## Problem details
Copy every entry word for word, but skip the pictures.
>> Begin Information shown
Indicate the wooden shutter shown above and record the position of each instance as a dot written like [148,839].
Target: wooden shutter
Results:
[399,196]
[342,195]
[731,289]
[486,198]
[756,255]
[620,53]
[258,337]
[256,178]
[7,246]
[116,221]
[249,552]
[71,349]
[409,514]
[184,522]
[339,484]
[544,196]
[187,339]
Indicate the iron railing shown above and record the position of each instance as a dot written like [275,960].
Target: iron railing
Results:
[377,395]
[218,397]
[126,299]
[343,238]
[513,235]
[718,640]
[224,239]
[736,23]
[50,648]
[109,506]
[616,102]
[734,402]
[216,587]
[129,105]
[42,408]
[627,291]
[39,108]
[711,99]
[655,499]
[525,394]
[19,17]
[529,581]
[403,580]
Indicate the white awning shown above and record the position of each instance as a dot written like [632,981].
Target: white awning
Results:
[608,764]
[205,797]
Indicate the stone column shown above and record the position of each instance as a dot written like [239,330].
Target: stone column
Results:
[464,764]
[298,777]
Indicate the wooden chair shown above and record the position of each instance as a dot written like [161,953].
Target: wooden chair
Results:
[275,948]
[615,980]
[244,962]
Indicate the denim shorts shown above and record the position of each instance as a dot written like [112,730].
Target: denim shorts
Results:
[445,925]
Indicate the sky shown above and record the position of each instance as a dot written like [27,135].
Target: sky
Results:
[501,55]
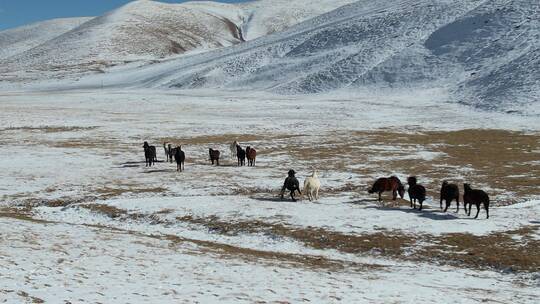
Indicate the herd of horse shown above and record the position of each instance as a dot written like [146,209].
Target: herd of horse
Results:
[417,193]
[448,193]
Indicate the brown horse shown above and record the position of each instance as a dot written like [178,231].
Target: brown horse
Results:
[416,192]
[391,183]
[449,192]
[214,156]
[251,154]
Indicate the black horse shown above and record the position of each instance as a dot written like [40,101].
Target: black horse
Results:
[449,192]
[149,154]
[241,155]
[291,183]
[180,157]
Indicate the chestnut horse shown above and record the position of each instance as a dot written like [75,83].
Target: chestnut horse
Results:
[391,183]
[214,156]
[416,192]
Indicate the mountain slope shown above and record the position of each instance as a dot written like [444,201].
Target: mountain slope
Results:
[146,30]
[484,53]
[23,38]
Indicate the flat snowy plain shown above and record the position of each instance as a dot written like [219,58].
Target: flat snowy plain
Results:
[83,221]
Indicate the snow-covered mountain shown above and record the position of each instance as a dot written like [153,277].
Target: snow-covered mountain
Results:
[150,30]
[26,37]
[480,52]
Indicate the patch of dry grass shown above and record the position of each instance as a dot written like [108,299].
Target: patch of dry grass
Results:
[499,250]
[49,129]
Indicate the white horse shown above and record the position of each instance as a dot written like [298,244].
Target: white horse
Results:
[233,149]
[312,184]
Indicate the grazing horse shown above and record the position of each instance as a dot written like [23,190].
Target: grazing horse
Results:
[171,154]
[477,197]
[167,150]
[180,157]
[391,183]
[312,184]
[214,156]
[416,192]
[241,155]
[449,192]
[149,154]
[291,183]
[251,154]
[233,149]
>> End Information shown
## Full answer
Indicate the wooden shutter shown above and record the position of each instance as a dot written like [148,839].
Target: wooden shutter
Results:
[399,196]
[342,195]
[731,289]
[486,198]
[756,255]
[620,53]
[258,337]
[256,178]
[7,246]
[116,221]
[249,552]
[71,349]
[409,514]
[184,522]
[339,484]
[544,196]
[187,339]
Indicate the iron railing shown above and record the position of each instance as a dot written like [275,960].
Target: iron railing
Results:
[377,395]
[218,397]
[126,299]
[343,238]
[513,235]
[718,640]
[224,239]
[736,23]
[50,648]
[109,506]
[616,102]
[734,402]
[216,587]
[129,105]
[42,408]
[627,291]
[39,108]
[711,99]
[655,499]
[525,394]
[19,17]
[529,581]
[403,580]
Indicate the white awning shown above and record the position of each instance as a dot written like [632,981].
Target: white awning
Results:
[608,764]
[205,797]
Indicate the stone column shown above and record the position of each instance as a dot written like [239,330].
Target: stone column
Results:
[464,764]
[298,777]
Indicate the wooden chair shown above and record the position of each instance as a dot written like [161,953].
Target: wooden chair
Results:
[275,948]
[615,980]
[244,962]
Indicate the denim shorts shown above and record the position of each instance as a dot written like [112,730].
Target: denim shorts
Results:
[445,925]
Indicate the sky shown above and record the position of each instance as a dot written like [27,135].
Target: sky
Results:
[501,55]
Indicate the herd of horse shown above and record the position of each instance as a dot written like [146,209].
Target: herd of horse
Results:
[417,193]
[448,193]
Indicate the brown horse shown above and record the position of each instance as a dot written like [178,231].
Target: brown horse
Results:
[416,192]
[391,183]
[449,192]
[214,156]
[251,154]
Indicate the black horse shown above and record the position of each instance as a dot written like [40,101].
Target: black horse
Results:
[449,192]
[149,154]
[241,155]
[291,183]
[180,157]
Indicate the chestnut horse shown above and record the position of each instance as a dot written like [75,83].
Target: chestnut horse
Results:
[391,183]
[214,156]
[416,192]
Indicate the mountain slope shown above and record the position of each instance as a dot written like [444,201].
Target: mountain slope
Results:
[146,30]
[484,53]
[23,38]
Indicate the flat snowy plain shown above and record the position of each instance as a dot written like [219,58].
Target: flat snowy plain
Results:
[83,221]
Indicate the snow-covered mountain shown above and record the position of each instance as a dot written like [153,277].
Target: snow-covered mountain
Results:
[150,30]
[26,37]
[480,52]
Indicate the patch of dry grass shown above and record the position of each instance as a dot written like [108,299].
Target: patch of dry grass
Results:
[499,250]
[49,129]
Indicate the white horse shown above and record the position of each instance as a dot written like [298,244].
Target: white horse
Results:
[233,149]
[312,184]
Indicate the grazing horse shown above and record the position of each instance as a dot written like [23,190].
Target: grazing horse
Results:
[171,154]
[477,197]
[167,150]
[180,157]
[391,183]
[312,184]
[214,156]
[416,192]
[241,155]
[449,192]
[149,154]
[291,183]
[251,154]
[233,149]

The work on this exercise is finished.